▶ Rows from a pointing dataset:
----------
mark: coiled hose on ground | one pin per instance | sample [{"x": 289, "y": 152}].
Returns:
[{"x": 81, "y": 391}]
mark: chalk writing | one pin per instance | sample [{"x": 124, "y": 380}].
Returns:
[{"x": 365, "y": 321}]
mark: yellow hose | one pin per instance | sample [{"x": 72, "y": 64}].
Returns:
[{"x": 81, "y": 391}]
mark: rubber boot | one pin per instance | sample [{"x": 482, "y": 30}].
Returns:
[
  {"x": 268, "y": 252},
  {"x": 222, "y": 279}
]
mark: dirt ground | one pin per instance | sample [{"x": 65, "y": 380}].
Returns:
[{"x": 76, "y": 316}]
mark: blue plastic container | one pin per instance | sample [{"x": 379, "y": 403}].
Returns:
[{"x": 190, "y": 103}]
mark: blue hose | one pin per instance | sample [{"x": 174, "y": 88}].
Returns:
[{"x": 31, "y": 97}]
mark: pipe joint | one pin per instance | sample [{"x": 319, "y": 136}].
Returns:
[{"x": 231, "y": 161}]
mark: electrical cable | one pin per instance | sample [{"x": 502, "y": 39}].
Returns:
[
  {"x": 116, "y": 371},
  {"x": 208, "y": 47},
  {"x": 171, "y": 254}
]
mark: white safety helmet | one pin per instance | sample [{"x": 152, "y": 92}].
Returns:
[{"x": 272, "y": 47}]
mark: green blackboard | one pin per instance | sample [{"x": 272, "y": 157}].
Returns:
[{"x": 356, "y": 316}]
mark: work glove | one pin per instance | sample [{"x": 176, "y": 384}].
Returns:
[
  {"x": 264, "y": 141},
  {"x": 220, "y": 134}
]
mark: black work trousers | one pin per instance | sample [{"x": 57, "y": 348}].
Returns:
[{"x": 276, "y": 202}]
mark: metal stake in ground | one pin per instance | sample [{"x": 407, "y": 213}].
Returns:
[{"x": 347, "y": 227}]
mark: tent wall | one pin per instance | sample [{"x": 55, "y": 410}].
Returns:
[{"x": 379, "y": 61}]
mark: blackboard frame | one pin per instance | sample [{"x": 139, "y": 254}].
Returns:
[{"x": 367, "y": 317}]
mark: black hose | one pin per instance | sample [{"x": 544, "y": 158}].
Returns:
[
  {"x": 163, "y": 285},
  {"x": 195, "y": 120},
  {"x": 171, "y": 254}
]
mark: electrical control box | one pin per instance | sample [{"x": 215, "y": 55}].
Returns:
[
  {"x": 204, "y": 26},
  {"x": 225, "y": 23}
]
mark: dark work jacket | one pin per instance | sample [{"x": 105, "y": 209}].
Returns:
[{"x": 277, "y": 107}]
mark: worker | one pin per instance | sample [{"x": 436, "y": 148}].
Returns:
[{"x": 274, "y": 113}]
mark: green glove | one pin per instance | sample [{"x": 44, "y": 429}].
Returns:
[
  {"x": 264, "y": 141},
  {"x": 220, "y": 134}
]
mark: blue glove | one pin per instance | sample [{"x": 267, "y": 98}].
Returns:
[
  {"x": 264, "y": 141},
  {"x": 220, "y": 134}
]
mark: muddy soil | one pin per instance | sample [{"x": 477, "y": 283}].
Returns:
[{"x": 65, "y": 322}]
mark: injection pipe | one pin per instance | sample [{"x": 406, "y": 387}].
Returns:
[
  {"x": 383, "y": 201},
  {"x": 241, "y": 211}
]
----------
▶ SET TASK:
Could you write out the rows again from the line that has "mark: injection pipe" through the last row, changing "one pin per instance" to "one pin per object" and leaving everything else untouched?

▶ RESULT BELOW:
mark: injection pipe | one pin per object | sample [{"x": 406, "y": 387}].
Returns:
[
  {"x": 383, "y": 201},
  {"x": 241, "y": 211}
]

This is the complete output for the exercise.